··· MATERIAL FOR THIS EXERCISE ···
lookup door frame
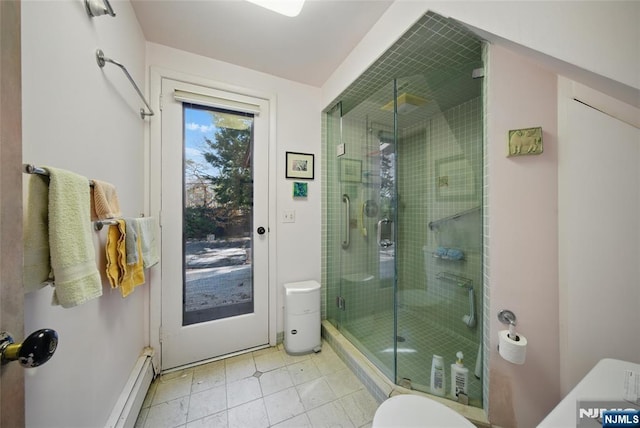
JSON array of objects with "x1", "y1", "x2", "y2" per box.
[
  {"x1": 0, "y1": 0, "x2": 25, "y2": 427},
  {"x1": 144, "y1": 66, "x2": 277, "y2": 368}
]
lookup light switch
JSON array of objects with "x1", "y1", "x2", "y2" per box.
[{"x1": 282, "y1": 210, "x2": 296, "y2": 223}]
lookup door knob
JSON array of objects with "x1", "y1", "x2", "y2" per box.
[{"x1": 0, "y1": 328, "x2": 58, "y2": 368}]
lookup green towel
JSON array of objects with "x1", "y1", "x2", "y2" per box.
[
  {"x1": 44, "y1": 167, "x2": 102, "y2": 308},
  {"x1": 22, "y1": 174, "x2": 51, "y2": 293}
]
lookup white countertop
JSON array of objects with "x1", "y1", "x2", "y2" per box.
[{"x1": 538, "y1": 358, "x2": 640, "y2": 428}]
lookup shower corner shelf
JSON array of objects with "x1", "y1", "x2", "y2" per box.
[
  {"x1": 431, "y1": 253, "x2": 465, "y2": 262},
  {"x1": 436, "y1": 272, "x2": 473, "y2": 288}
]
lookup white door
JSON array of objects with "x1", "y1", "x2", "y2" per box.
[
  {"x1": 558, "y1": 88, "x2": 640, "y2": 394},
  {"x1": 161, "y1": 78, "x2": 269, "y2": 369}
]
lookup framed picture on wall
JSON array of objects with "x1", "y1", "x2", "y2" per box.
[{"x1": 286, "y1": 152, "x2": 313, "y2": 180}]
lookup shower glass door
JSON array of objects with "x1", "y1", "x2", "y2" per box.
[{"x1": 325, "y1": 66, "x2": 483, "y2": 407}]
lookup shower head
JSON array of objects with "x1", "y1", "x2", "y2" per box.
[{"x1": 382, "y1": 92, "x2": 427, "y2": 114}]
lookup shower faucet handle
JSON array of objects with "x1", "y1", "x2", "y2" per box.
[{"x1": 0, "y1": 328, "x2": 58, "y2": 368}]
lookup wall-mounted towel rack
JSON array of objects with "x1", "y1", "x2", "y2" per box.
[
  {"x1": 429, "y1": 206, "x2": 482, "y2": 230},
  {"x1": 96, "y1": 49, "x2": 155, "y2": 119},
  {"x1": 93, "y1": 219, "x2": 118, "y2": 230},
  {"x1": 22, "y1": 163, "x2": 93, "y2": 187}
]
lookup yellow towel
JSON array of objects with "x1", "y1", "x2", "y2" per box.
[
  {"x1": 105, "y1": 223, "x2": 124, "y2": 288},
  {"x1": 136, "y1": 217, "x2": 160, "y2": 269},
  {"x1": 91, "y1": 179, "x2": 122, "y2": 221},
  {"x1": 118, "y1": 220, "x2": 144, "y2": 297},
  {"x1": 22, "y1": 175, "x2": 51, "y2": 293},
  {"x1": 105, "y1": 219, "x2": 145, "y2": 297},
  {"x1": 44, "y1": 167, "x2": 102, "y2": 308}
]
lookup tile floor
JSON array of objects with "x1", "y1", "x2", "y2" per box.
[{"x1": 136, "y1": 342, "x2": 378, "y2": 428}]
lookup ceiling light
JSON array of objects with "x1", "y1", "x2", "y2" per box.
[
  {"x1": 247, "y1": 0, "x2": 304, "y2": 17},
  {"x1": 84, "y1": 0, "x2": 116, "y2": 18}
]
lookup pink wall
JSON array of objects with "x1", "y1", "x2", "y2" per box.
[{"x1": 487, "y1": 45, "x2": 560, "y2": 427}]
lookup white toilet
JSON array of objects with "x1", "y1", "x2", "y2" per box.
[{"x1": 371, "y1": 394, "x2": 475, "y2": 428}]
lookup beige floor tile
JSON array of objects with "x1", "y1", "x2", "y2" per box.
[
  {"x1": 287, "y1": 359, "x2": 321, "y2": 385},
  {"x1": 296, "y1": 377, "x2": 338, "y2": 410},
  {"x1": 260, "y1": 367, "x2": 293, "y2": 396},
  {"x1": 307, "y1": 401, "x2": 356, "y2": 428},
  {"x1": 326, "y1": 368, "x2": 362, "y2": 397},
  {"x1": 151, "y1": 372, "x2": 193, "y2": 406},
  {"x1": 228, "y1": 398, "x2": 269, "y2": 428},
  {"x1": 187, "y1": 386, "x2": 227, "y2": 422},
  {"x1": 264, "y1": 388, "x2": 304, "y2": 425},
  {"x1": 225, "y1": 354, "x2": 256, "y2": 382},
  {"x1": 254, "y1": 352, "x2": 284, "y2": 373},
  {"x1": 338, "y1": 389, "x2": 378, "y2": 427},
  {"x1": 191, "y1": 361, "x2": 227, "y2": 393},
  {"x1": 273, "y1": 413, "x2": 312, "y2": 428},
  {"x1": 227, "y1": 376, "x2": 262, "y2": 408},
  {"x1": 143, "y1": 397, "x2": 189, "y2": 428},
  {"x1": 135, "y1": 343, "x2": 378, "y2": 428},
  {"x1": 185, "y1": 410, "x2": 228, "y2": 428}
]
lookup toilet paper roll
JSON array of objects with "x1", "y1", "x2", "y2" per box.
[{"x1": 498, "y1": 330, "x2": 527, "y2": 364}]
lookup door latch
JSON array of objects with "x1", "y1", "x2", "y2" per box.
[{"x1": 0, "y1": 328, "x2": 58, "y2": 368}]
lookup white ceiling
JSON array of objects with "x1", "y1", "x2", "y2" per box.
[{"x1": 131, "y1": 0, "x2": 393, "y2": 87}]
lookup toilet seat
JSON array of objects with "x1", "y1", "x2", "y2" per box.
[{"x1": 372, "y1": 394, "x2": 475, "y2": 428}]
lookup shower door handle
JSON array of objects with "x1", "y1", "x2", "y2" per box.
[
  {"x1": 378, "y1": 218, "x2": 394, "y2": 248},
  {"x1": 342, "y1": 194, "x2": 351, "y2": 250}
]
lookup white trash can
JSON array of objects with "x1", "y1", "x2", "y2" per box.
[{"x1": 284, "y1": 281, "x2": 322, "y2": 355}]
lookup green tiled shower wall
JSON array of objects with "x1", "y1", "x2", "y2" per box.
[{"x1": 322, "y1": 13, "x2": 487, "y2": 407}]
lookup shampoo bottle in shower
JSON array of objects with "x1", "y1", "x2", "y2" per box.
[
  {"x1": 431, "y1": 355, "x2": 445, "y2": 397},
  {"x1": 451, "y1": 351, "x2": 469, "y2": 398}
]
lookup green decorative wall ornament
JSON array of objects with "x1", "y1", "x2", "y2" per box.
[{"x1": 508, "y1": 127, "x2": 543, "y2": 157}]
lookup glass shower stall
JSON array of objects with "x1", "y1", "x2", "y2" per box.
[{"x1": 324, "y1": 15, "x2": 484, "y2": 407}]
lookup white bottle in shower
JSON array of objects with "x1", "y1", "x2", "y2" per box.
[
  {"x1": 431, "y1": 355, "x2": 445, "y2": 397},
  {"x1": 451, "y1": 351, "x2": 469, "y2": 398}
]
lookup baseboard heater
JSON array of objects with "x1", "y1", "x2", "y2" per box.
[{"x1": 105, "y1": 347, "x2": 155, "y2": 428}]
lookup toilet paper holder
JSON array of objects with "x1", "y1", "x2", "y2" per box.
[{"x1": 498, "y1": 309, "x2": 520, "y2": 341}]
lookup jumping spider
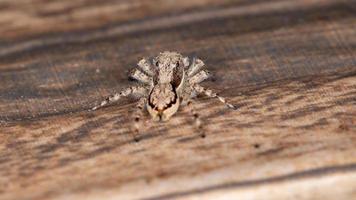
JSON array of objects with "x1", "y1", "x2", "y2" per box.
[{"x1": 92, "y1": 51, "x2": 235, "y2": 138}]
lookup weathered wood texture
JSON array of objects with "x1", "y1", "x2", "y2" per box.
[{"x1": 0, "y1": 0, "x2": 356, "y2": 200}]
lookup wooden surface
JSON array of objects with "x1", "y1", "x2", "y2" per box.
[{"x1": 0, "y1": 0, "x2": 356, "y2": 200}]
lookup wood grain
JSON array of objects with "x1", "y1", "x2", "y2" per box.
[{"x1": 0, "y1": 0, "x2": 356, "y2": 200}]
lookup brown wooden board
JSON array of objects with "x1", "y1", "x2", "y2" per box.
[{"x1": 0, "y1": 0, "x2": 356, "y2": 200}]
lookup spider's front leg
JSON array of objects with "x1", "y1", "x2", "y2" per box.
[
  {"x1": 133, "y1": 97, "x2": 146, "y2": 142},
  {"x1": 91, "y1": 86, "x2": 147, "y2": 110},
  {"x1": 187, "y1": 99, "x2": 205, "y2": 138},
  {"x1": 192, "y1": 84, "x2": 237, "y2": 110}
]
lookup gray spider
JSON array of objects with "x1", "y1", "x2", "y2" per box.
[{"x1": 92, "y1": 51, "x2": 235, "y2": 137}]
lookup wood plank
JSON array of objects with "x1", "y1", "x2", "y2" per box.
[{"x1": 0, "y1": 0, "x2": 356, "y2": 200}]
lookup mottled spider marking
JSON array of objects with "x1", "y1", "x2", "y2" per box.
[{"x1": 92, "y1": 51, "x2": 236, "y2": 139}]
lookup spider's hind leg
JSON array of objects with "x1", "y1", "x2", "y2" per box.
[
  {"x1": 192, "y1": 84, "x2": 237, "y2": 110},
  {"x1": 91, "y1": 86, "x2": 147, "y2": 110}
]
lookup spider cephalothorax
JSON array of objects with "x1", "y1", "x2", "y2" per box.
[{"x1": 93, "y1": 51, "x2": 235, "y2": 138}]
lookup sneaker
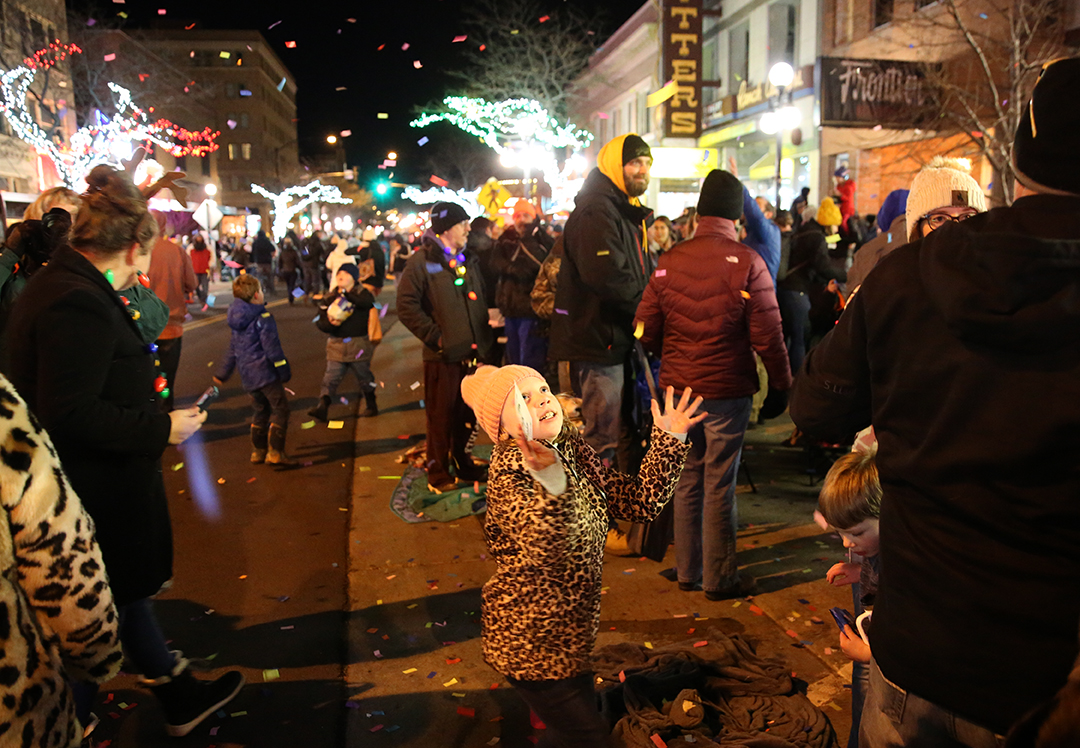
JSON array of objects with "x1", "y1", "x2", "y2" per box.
···
··· MATERIAL FOR THIS EXERCISE ···
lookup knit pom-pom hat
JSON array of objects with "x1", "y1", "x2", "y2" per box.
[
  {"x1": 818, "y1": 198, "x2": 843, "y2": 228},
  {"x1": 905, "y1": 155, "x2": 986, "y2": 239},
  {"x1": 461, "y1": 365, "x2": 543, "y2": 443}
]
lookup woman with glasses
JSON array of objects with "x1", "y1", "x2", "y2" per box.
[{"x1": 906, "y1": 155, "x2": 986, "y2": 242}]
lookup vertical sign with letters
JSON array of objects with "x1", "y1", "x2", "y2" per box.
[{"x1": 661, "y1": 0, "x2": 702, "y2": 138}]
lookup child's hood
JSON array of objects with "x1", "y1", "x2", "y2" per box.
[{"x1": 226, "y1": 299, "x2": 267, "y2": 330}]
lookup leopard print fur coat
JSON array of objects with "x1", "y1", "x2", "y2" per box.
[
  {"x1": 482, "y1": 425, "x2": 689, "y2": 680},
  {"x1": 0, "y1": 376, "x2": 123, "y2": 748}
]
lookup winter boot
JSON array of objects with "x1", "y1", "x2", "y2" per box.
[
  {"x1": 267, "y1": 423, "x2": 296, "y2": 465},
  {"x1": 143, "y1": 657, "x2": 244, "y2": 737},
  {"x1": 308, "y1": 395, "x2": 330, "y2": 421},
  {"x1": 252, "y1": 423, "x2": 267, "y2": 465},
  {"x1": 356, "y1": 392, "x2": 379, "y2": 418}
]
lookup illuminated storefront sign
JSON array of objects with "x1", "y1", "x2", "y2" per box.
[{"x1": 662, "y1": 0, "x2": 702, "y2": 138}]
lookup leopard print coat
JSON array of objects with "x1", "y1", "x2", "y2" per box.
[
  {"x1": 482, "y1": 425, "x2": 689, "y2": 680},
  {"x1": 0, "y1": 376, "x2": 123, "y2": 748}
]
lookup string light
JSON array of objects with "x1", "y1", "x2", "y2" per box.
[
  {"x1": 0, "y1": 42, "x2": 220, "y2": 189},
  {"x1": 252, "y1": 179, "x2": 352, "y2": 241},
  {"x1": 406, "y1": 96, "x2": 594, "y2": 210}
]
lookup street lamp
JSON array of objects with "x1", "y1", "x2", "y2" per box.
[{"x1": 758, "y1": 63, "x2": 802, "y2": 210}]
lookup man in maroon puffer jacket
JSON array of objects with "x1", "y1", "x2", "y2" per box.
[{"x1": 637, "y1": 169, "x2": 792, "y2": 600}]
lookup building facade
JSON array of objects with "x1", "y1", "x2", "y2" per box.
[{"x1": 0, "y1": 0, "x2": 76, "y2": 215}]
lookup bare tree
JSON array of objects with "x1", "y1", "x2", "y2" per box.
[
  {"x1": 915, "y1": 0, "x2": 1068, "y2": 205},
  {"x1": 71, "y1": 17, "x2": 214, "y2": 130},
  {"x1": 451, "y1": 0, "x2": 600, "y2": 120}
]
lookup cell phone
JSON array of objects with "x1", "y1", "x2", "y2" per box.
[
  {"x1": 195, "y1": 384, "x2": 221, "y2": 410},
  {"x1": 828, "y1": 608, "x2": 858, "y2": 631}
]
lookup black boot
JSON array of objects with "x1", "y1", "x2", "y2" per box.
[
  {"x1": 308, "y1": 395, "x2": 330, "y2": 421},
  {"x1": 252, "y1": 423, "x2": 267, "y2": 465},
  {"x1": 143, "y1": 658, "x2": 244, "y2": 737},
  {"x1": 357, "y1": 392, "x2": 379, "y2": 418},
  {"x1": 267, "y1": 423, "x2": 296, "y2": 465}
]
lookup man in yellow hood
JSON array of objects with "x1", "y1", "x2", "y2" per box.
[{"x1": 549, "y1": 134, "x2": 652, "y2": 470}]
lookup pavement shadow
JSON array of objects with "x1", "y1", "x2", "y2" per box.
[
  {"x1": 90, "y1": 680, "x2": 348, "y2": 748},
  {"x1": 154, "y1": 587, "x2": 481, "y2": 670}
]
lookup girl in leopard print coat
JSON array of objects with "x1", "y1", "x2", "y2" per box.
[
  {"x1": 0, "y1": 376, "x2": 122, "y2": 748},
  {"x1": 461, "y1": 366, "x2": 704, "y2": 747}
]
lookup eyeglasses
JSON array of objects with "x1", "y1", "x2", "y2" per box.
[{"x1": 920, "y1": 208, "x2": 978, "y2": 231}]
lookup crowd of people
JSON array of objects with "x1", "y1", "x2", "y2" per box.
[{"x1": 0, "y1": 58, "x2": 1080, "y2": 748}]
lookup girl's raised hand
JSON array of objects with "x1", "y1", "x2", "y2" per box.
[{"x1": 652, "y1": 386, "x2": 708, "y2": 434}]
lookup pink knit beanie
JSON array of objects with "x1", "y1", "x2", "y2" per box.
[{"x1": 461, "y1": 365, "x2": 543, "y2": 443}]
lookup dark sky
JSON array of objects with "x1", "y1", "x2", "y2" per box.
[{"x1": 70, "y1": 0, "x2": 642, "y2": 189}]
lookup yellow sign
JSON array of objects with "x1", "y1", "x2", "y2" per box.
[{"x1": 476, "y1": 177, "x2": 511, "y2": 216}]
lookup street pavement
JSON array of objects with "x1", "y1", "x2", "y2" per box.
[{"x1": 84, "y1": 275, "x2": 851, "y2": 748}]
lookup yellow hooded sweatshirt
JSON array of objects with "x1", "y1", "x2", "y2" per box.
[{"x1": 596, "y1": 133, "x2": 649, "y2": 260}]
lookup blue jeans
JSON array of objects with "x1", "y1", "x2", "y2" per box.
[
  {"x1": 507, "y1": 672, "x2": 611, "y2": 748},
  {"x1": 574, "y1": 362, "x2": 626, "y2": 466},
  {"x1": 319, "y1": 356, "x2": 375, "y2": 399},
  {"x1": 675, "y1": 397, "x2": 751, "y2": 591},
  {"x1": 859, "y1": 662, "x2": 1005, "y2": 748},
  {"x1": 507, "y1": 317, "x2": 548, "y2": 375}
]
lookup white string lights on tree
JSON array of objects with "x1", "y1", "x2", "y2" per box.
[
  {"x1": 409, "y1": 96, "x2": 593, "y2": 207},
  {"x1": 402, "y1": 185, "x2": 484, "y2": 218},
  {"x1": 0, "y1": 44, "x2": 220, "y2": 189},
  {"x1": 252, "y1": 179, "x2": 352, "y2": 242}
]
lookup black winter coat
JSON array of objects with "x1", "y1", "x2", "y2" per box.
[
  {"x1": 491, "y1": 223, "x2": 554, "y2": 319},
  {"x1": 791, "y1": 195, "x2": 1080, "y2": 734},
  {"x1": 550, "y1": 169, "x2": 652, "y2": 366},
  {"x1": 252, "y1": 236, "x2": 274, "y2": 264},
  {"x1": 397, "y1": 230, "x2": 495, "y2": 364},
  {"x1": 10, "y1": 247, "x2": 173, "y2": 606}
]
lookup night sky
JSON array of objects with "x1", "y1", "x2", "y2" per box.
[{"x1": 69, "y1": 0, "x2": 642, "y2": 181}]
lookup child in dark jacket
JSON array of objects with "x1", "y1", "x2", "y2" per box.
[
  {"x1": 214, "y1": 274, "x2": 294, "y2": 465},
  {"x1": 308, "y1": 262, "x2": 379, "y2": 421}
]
···
→ THE PROBLEM
Which lines of the entries contain the string "sign"? Pull out each of them in full, treating uppercase and lowercase as different.

→ WRITTEN RESPONSE
lookup vertical sign with letters
lookup illuminated storefront sign
lookup yellow sign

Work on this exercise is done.